*** DATA FOR THIS EXERCISE ***
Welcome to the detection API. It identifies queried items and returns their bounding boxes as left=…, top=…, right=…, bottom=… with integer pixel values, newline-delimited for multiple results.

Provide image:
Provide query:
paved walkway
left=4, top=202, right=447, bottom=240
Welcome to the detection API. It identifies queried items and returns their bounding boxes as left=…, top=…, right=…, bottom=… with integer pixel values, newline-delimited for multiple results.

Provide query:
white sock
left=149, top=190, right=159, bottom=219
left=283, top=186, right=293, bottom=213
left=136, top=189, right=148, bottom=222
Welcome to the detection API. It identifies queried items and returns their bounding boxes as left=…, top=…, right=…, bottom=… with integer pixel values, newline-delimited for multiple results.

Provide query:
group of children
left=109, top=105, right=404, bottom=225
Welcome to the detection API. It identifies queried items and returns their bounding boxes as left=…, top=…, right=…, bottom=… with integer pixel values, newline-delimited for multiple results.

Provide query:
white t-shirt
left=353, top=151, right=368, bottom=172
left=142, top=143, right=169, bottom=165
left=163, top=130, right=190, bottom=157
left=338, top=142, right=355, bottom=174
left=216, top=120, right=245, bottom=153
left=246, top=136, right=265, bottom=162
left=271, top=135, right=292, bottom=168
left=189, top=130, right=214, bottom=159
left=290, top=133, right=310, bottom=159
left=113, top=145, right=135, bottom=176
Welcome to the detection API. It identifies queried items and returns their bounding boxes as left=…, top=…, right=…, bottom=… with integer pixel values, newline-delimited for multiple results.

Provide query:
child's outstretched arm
*** End of DATA FOR THIS EXERCISE ***
TASK INSTRUCTIONS.
All of the material above needs to be output exactly, with no line left out.

OUTPUT FOR THIS EXERCISE.
Welcome to the detection API. It identifies queried items and returns their bounding boxes as left=…, top=…, right=…, bottom=… with integer pixel values, newline-delimited for multiple results.

Provide image:
Provide query:
paved walkway
left=4, top=202, right=447, bottom=240
Welcome to the detection API. It identifies queried items and returns their bounding boxes as left=…, top=…, right=…, bottom=… with integer pixel values, newline-delimited for multiple results.

Provide query:
white sock
left=149, top=190, right=159, bottom=219
left=283, top=186, right=293, bottom=213
left=136, top=189, right=148, bottom=222
Welcome to the detection API. It identifies queried items and returns their bounding boxes as left=…, top=…, right=…, bottom=… with integer pixel values, newline-delimited for multiple results.

Provide query:
group of children
left=109, top=105, right=404, bottom=225
Welcome to the detection API. It identifies queried items and returns their bounding boxes as left=…, top=…, right=…, bottom=… with integer pixel values, newline-delimited for multiple results.

Provide query:
white t-shirt
left=353, top=151, right=368, bottom=172
left=142, top=143, right=169, bottom=165
left=163, top=130, right=190, bottom=157
left=338, top=142, right=355, bottom=174
left=216, top=120, right=245, bottom=153
left=246, top=136, right=265, bottom=162
left=271, top=135, right=292, bottom=168
left=189, top=130, right=214, bottom=159
left=290, top=133, right=310, bottom=159
left=113, top=145, right=135, bottom=176
Welcome to the detection API. It identifies queried items and returns their bounding boxes as left=…, top=…, right=…, bottom=… with integer pixel values, newline-delimited for multiple results.

Provide query:
child's outstretched arm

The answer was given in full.